=== INFORMATION SHOWN ===

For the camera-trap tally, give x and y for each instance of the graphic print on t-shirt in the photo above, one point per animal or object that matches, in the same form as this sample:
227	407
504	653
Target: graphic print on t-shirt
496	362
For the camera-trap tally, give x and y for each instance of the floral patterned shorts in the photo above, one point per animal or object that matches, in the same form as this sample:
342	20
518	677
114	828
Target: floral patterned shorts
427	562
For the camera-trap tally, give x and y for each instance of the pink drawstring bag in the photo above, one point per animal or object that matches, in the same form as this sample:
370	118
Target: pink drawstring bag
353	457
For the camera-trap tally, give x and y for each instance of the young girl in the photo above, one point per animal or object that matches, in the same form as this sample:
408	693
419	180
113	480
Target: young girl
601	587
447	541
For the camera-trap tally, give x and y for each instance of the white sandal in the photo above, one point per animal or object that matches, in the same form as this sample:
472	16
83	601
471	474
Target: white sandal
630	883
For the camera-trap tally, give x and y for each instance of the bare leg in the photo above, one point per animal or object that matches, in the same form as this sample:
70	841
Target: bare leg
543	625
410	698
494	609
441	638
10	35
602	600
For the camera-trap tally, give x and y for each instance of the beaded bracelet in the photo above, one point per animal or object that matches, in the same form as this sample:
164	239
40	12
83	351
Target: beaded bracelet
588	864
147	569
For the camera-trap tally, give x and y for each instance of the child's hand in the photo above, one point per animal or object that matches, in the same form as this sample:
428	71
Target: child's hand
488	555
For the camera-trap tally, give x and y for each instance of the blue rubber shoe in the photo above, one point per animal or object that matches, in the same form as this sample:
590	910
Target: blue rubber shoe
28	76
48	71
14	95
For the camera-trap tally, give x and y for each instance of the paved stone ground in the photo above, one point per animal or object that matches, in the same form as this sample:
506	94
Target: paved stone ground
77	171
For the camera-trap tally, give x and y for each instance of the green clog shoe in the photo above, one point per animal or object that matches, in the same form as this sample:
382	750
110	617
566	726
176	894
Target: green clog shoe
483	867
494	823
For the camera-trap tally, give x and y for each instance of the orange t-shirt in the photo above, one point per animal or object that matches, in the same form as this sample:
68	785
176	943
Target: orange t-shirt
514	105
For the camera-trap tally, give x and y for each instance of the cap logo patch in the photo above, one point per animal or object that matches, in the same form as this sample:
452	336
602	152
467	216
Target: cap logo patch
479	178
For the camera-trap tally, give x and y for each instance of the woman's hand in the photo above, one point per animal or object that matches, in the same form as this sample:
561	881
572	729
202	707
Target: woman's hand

=== WHAT IS REQUIRED ===
Write out every record verbatim.

=== RIGHT ANSWER ===
For the camera-trap tally, give x and y for each instance of the graphic print on t-shirt in the photo above, one point per animal or object that matches, in the same form as this sample:
227	407
504	653
Target: graphic print on t-shirt
496	362
For the camera-trap tally, give x and y for each instance of the floral patterned shorts in the photo above, one point per animal or object that matches, in the same form as this sample:
342	20
518	677
114	828
Target: floral patterned shorts
427	562
For the camera-trap tally, give x and y for each instance of the pink drawstring bag in the photo above, one point per animal or object that matches, in the same form as this sample:
370	118
Target: pink drawstring bag
353	457
For the camera-trap tally, give x and y for each instance of the young girl in the photo above, one point per animal or object that matches, in the same form as this sample:
408	693
419	180
113	480
Target: young girl
601	587
447	541
For the camera-trap tally, give x and y for each instance of the white sandal in the photo above, one point per animal or object that matches, in the same form as this sample:
472	16
83	601
471	474
Target: white sandal
630	883
For the camera-trap tally, give x and y for each instance of the bare leg in the photo above, one point per animal or object that matches, in the same form as this sample:
70	841
Target: bare leg
543	625
410	698
494	609
441	638
10	35
602	600
For the camera-trap tally, give x and y for each instance of the beaded bracelet in the photo above, one point per animal or object that matches, in the same form as this sample:
164	239
40	12
83	351
Target: beaded bracelet
588	864
147	569
For the camera-trap tally, give x and y for each instance of the child's hand in the photo above, one point per animal or object that matches, in the same form as this sample:
428	71
Target: child's hand
488	555
For the camera-trap tally, give x and y for each instance of the blue rubber shoe in the photo above, one point per animal or object that matches, in the same form as this sample:
590	910
Target: blue rubber shoe
28	76
48	71
14	95
For the camera-trap tally, give x and y for each instance of the paved stone ground in the photo above, one point per animal or object that matches, in the same form as this sample:
506	94
Target: paved stone ground
77	171
For the camera-trap tally, give x and y for each instance of the green clog shoe in the photo above, one point per animal or object that matches, in the same form as this sample:
382	750
110	617
566	726
176	894
Target: green clog shoe
483	867
494	823
For the camera-trap tally, give x and y for each instance of the orange t-shirt in the photo above, one point per animal or object that matches, in the same form as this sample:
68	785
176	943
Target: orange t-shirt
514	105
For the camera-trap tally, give x and y for each instance of the cap logo patch in the photo above, one point per animal or object that matches, in the same form as this sample:
452	336
602	152
467	216
Target: cap logo patch
479	178
For the camera-trap tally, give x and y for each instance of the woman's hand in the photo above, one point per animal or object that matches, in the same form as this sample:
561	881
572	729
202	707
Target: woman's hand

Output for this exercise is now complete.